• _EXERCISE BRIEF_: Carry on the outline of pituitary histology from the point where it stops, keeping its numbered and lettered format.

• _READING TEXT_:
B. Pars nervosa formed by nerve fibers from hypothalamus.
III. HISTOLOGY
A. General appearance
1. Pars distalis (anterior) - very cellular; large (acidophils and basophils) and small (chromophobes) in clumps and cords between venous sinusoids. Supported by reticular connective tissue.
2. Pars intermedia - many small cells (nuclei close together) sometimes form colloid filled follicles, their function in the human is not clear but may be related to corticotrophs.
3. Pars nervosa - nonmyelinated nerve fibers in relation to capillaries and supported by modified glial cells (pituicytes) not connective tissue.
1. Chromophobes - 50% - small cells; poorly stained cytoplasm; nuclei close together. there are two types.
a. Resting or discharged chromophils - occasional secretion granules are present.
b. Folliculostellate cells identified with immuno stain for S-100 protein. May serve in paracrine regulation of other cells.
2. Chromophils - 50% - empirical stains divide these into acidophils and basophils, but they all have secretion granules that can be stained differentially using antibodies to specific hormones. When this is done the cells can be named for the specific hormone(s) (mostly glycoproteins) that they produce and store.
a. Acidophils - 35-40%
(1) Somatotrophs - produce somatotrophic hormone (STH).
Release of this growth hormone is stimulated by growth hormone-releasing hormone (GHRH) and inhibited by somatostatin from the hypothalamus.
Target tissues are bone, viscera and soft tissues. In the liver it stimulates the production of somatomedins, insulin-like growth factors I & II, which, in the child, stimulate growth of the epiphyseal disk cartilage.

• _RECORDS SUPPLIED_:
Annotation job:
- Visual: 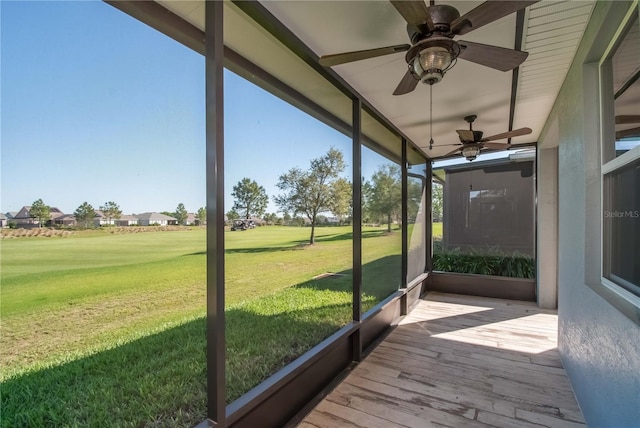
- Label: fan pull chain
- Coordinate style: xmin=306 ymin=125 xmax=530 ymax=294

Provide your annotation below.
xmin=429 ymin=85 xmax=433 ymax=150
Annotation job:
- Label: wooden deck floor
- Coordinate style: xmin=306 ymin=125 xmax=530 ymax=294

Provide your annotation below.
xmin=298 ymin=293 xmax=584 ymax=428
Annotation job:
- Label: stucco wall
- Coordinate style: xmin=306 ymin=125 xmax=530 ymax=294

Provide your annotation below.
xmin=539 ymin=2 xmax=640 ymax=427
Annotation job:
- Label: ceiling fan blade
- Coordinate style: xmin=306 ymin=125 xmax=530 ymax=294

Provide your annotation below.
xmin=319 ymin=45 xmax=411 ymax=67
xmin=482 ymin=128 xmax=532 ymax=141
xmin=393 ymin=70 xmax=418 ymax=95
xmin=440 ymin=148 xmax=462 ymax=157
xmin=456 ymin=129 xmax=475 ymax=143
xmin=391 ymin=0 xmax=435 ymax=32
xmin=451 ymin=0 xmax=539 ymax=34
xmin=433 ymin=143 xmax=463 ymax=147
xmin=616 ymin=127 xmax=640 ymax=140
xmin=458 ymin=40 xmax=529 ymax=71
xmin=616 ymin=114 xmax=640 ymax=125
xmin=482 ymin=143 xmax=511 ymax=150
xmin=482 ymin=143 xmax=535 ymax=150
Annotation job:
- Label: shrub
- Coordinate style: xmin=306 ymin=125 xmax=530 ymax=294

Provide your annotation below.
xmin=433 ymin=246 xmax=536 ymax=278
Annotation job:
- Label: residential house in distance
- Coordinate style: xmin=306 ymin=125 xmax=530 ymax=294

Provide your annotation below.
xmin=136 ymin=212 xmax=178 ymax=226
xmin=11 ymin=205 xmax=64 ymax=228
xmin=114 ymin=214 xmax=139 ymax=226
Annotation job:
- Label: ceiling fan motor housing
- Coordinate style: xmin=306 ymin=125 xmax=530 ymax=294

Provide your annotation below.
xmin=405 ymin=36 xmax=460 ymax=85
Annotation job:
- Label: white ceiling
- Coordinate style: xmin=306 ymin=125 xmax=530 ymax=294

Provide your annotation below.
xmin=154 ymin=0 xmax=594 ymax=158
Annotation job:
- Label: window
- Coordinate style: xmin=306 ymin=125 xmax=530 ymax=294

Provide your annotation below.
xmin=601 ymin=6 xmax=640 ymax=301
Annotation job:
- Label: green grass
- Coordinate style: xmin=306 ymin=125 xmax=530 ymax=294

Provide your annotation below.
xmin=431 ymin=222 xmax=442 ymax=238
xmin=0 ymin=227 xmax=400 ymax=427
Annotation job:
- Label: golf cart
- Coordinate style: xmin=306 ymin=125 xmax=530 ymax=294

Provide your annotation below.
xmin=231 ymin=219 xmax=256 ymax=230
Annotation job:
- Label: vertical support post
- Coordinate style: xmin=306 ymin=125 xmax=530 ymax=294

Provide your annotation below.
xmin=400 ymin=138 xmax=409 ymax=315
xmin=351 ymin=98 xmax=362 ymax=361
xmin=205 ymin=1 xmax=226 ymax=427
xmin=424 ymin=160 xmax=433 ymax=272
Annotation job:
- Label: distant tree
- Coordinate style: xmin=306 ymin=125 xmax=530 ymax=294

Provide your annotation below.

• _REPLY_:
(2) Mammotrophs (lactotrophs) - These prolactin-producing cells have the largest secretion granules, during pregnancy and lactation (600 nm); at other times the granules are small.
Prolactin's best known target tissues are uterus and mammary glands but recently it has been found to have diverse influences on cells and the nervous system.
Prolactin releasing hormone and oxytocin stimulate secretion. Its release is inhibited by dopamine from the hypothalamus. Decreased dopamine delivery to the pars distalis increases prolactin secretion.
b. Basophils - 10-15%. Three cell types - 4 hormones.
Produce a prohormone peptide ( Pro-opiomelanocortin (POMC))that can be split to give adrenocorticotrophic hormone (ACTH) and beta-lipotrophic hormone (one of three lipolytic hormones from the pituitary gland).
ACTH stimulates the production of glucocorticoids by the adrenal gland.
Beta-lipotrophic hormone has a lipolytic effect but it can be split again to give endorphins and melanocyte stimulating hormone(MSH).
Corticotropic-releasing hormone(CRH) from the hypothalamus stimulates release of these hormones from corticotrophs in the pars distalis.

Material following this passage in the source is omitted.